What you are asked to do:
Your answer must be an exact repetition of every record.
*** Given data
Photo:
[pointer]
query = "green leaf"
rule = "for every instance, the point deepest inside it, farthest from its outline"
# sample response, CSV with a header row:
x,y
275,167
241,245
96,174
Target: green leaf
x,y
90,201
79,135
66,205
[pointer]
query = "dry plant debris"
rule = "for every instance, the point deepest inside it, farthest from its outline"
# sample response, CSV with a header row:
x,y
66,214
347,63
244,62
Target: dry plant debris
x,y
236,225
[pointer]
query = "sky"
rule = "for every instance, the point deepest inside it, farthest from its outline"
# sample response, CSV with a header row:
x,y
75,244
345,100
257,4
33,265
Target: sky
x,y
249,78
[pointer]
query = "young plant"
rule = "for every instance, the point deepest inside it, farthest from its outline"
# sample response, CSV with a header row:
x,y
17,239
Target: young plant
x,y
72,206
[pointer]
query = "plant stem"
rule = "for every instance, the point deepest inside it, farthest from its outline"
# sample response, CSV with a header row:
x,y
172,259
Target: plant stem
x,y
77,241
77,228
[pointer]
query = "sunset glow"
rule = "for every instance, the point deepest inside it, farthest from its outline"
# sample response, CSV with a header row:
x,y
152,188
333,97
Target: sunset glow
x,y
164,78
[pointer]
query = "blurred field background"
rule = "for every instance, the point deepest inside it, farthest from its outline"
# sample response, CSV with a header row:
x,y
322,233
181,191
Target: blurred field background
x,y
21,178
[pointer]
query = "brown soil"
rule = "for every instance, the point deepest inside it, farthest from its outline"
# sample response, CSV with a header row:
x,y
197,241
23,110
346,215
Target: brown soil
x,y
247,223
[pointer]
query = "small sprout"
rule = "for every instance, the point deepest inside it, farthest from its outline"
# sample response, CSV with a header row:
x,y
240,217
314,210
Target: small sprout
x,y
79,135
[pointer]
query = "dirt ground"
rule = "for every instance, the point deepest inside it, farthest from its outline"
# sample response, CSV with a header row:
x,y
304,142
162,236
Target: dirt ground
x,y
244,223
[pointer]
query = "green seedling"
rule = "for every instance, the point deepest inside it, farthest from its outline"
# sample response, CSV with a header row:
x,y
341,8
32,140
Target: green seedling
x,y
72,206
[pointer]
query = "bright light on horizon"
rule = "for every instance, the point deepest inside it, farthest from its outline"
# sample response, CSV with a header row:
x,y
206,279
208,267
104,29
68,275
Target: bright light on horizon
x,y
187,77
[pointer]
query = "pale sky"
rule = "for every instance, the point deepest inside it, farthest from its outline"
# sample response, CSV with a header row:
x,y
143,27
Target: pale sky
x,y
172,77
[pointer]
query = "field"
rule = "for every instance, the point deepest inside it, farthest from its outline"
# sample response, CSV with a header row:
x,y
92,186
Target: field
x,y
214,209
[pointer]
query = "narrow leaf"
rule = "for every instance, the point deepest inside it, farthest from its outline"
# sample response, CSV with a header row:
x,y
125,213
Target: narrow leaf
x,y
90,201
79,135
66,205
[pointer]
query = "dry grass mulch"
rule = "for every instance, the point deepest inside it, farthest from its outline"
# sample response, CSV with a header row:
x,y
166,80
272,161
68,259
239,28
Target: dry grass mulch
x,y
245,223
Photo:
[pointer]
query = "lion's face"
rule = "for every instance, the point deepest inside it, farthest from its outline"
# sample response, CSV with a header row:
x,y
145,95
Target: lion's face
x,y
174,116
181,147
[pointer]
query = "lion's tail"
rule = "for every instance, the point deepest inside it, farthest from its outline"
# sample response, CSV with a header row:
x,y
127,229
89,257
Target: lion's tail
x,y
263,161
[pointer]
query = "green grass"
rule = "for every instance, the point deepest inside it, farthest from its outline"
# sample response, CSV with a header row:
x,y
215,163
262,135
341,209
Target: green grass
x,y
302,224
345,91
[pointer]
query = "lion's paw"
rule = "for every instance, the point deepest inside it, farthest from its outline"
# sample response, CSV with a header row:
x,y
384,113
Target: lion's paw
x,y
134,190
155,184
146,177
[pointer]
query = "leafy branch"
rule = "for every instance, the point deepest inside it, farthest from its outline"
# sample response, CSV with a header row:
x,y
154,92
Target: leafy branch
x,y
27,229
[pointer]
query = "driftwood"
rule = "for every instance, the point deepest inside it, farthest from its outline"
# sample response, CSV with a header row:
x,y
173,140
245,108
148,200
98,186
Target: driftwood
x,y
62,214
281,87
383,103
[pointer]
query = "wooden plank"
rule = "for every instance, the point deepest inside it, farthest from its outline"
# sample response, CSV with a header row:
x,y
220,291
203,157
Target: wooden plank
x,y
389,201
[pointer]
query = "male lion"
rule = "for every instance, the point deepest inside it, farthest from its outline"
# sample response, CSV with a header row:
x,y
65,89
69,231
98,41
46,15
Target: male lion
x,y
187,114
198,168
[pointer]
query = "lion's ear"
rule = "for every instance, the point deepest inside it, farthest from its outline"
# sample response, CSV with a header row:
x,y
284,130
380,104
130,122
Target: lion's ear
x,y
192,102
******
Your solution:
Photo:
[pointer]
query = "green leaf"
rule = "for every instance, the point deepest inside it, farthest from its outline"
# sample response, CSV with a header row:
x,y
275,167
241,245
96,174
Target: green leaf
x,y
90,201
79,135
66,205
[pointer]
query = "dry plant debris"
rule = "for every instance, the point deepest inside it, farthest from its outline"
# sample response, CSV with a header row:
x,y
66,214
347,63
244,62
Target: dry plant debris
x,y
236,225
[pointer]
query = "sky"
rule = "for every instance, the point deepest inside it, farthest from its outline"
# sample response, CSV with a header row:
x,y
75,244
345,100
257,4
33,265
Target: sky
x,y
249,78
[pointer]
query = "young plant"
rule = "for every instance, the point deepest inside it, farthest from its outline"
# sample response, CSV with a header row:
x,y
17,239
Target: young plant
x,y
72,206
[pointer]
query = "plant stem"
rule = "for every instance, the point deepest inside it, farthest from its outline"
# sample response, CSV with a header row:
x,y
172,259
Target: plant stem
x,y
77,241
77,228
[pointer]
query = "sunset glow"
rule = "for every instance, the point deepest inside it, farthest from its outline"
# sample response, CSV with a header row:
x,y
152,188
333,97
Target: sunset glow
x,y
164,78
[pointer]
query = "blurred field background"
rule = "for every instance, the point deepest inside it, farthest from its outline"
# sample response, CSV with a header row:
x,y
322,233
181,191
Target: blurred field background
x,y
21,178
[pointer]
query = "brown soil"
rule = "for every instance, the point deepest inside it, farthest from its outline"
# sample response, CSV with a header row:
x,y
197,241
23,110
346,215
Target: brown soil
x,y
247,223
[pointer]
query = "small sprout"
rule = "for every instance, the point deepest inside it, farthest from its outline"
# sample response, CSV with a header row:
x,y
240,217
314,210
Target: small sprout
x,y
79,135
[pointer]
query = "dirt ground"
rule = "for every instance, the point deepest inside it, farthest from its outline"
# sample response, CSV with a header row:
x,y
304,142
162,236
Target: dirt ground
x,y
244,223
[pointer]
query = "green seedling"
rule = "for every instance, the point deepest inside it, farthest from its outline"
# sample response, CSV with a header row:
x,y
341,8
32,140
Target: green seedling
x,y
72,206
[pointer]
query = "bright light on horizon"
rule = "for every instance, the point deepest inside it, farthest from its outline"
# sample response, CSV with a header row:
x,y
206,279
208,267
104,29
68,275
Target: bright light on horizon
x,y
187,77
[pointer]
query = "pale sky"
rule = "for every instance, the point deepest inside it, farthest from its outline"
# sample response, CSV with a header row:
x,y
143,27
Target: pale sky
x,y
172,77
[pointer]
query = "field"
rule = "for every instance, the point deepest inside it, farthest from its outline"
# sample response, CSV with a header row:
x,y
92,186
Target: field
x,y
214,209
[pointer]
query = "narrow leaf"
rule = "for every instance, the point deepest inside it, farthest from its outline"
# sample response, CSV with a header row:
x,y
125,213
Target: narrow leaf
x,y
90,201
79,135
66,205
[pointer]
query = "dry grass mulch"
rule = "for every instance, the point deepest inside it, farthest from its outline"
# sample response, CSV with a header row:
x,y
166,80
272,161
68,259
239,28
Target: dry grass mulch
x,y
245,223
Photo:
[pointer]
query = "lion's face"
rule = "for every instance, the point deepest inside it, farthest from its outline"
# sample response, CSV with a header row:
x,y
145,95
Target: lion's face
x,y
174,116
181,147
[pointer]
query = "lion's tail"
rule = "for every instance, the point deepest inside it, farthest from its outline"
# sample response, CSV with a header row:
x,y
127,229
89,257
Target: lion's tail
x,y
263,161
[pointer]
query = "green grass"
rule = "for every instance, the point deepest inside it, farthest from its outline"
# sample response, CSV with a header row:
x,y
215,163
262,135
341,209
Target: green grass
x,y
302,224
345,91
[pointer]
query = "lion's paw"
rule = "for every instance, the point deepest inside it, farthest from its outline"
# sample response, CSV with a header row:
x,y
384,113
Target: lion's paw
x,y
134,190
155,184
146,177
[pointer]
query = "leafy branch"
rule = "for every instance, the point deepest inside it, farthest from its outline"
# sample response, CSV with a header row:
x,y
154,92
Target: leafy branch
x,y
27,229
[pointer]
query = "driftwood"
rule = "for every instance, the point deepest inside it, farthest from its outline"
# sample response, CSV with a header row:
x,y
173,140
245,108
148,200
98,186
Target: driftwood
x,y
62,214
281,87
383,103
[pointer]
query = "wooden plank"
rule = "for every instance, the point deepest inside it, farthest from its outline"
# sample response, CSV with a header row:
x,y
220,291
203,157
Target: wooden plank
x,y
389,201
[pointer]
query = "male lion"
rule = "for every instance, the point deepest inside it, farthest from its outline"
# sample response, CSV with a header row:
x,y
65,89
69,231
98,41
46,15
Target: male lion
x,y
187,114
198,168
[pointer]
query = "lion's ear"
rule = "for every instance, the point deepest inside it, farthest from its outline"
# sample response, CSV with a header row:
x,y
284,130
380,104
130,122
Target: lion's ear
x,y
192,102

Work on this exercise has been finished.